## TASKS
(a) Reproduce the article on tax avoidance between "But the Labour" and "to our society.", inclusive, swapping "society" for "country".
(b) According to the article on tax avoidance, what is the name of the campaign director of the Tax Justice Campaign?

## EXTRACT TO READ

※

JEREMY CORBYN called for a public inquiry into tax avoidance yesterday following the explosive Paradise Papers revelations.
The disclosure of 13.4 million secret documents ties major companies, entertainers and political figures to the secretive arrangements with billions of pounds believed to be squirrelled away in offshore tax avoidance schemes.
But the Labour leader said that apologies were not enough and tax-dodgers must recognise the harm their actions cause.
Speaking at the CBI annual conference he said: “Anyone that is putting money into tax havens in order to avoid taxation in Britain, and obviously investigations have to take place, should do two things.
“Not just apologise for it but also recognise what it does to our society.
“Because if the very wealthy person wants to avoid taxation in Britain and therefore put money into a tax haven somewhere, who loses?
“Schools, hospitals, housing, all those public services lose and the rest of the population have to pay to cover up the deficit created by that.”
Chancellor Philip Hammond failed to turn up for an urgent Commons question tabled by Labour on the Paradise Papers, with Labour’s John McDonnell branding his absence “unacceptable.”
The shadow chancellor said there would have to be a “critically overriding” reason for Mr Hammond’s no-show. And the Tax Justice Campaign said the Paradise Papers exposed Britain as a centre of tax avoidance with its network of offshore tax havens in crown dependencies and overseas territories.
Campaign director Tim Snell suggested that the government could end tax avoidance but had failed to make it a priority.

※

## RECORDS SHOWN
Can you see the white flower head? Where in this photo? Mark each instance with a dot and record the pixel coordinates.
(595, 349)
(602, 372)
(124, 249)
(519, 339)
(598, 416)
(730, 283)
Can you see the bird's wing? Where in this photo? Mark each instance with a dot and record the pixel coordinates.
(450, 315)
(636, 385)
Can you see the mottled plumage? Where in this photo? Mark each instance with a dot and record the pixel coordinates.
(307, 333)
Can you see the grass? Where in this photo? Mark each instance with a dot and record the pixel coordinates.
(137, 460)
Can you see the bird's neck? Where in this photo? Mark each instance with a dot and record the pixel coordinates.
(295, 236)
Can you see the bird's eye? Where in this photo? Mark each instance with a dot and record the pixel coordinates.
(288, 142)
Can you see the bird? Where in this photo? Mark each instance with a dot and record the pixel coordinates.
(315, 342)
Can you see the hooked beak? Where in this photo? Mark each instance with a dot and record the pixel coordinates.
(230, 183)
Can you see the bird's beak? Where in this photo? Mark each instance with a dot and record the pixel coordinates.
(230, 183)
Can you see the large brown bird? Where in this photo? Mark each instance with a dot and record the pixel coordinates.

※

## SOLUTIONS PER TASK
(a)
But the Labour leader said that apologies were not enough and tax-dodgers must recognise the harm their actions cause.
Speaking at the CBI annual conference he said: “Anyone that is putting money into tax havens in order to avoid taxation in Britain, and obviously investigations have to take place, should do two things.
“Not just apologise for it but also recognise what it does to our country.

(b) Tim Snell